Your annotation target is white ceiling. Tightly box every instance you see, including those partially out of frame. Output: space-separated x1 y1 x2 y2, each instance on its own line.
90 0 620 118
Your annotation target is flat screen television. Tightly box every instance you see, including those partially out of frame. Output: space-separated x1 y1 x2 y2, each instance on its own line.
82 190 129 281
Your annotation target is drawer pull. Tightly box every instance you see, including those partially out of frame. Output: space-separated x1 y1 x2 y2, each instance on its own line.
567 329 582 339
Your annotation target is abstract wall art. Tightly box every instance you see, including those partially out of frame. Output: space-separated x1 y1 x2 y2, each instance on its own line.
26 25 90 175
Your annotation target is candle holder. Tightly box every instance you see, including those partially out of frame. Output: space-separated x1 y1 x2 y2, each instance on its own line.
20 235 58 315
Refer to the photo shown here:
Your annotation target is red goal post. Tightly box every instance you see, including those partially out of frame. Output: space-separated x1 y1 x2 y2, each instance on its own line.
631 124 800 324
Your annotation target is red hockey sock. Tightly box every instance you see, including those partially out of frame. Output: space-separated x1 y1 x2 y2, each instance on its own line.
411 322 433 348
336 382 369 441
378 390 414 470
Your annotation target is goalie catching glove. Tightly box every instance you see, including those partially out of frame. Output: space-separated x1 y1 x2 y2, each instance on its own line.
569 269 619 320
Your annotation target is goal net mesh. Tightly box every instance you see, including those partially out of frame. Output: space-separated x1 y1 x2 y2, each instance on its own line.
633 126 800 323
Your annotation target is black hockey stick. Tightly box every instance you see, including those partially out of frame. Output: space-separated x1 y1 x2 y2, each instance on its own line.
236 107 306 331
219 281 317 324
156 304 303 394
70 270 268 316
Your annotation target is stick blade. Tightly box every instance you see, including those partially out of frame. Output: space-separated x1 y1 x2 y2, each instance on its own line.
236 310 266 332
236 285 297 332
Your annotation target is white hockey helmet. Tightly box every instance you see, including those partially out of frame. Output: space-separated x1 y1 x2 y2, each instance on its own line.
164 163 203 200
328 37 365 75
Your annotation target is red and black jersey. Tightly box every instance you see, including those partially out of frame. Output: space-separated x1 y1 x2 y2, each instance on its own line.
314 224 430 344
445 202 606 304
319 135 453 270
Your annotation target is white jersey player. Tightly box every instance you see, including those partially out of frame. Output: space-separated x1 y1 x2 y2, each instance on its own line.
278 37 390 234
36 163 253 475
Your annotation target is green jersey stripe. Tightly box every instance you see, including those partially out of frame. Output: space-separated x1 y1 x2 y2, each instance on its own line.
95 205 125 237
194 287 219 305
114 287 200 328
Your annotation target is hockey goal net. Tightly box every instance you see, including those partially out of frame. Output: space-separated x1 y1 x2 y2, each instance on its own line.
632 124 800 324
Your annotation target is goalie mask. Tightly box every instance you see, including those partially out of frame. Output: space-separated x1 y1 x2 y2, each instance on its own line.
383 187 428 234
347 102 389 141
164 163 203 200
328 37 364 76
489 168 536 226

- _Task details_:
Repeat every line of the material above, from the line containing "Your annotation target is red and" through the last line, and shift each bounding-box coordinate by adding 145 to it.

- _Solution to this exercise_:
Your annotation target is red and black jersey. Tightly box every instance you see, including those partially out of frame. Output: space-separated x1 y1 x2 y2, each instance on its own line.
459 369 575 489
590 347 751 449
464 280 598 415
Your annotation target is white jersey player. Tightly box every instance you see, including those partially out of frame. Output: space-separated x1 y1 x2 y2, each instance on its own line.
423 182 535 379
181 308 398 620
Your annotation target is green jersey stripe. Tightly box every instance you see, including those partially out of frame. Output: space-separated x1 y1 x2 y2, each instance on its own line.
240 350 270 382
339 432 364 450
259 432 345 473
Your annotation target is hockey goal net. Tightly box every instance you see, including those partially out of frame. Output: space-separated x1 y1 x2 y2, each instance on its own line.
777 269 945 469
Your annotation target is goalie mask. Tightly box every instance you see, including those partially out of frame. Output: space-separated x1 y1 x2 y2, each instance on its own line.
528 332 573 379
492 247 534 286
309 308 348 345
473 182 509 221
634 313 681 371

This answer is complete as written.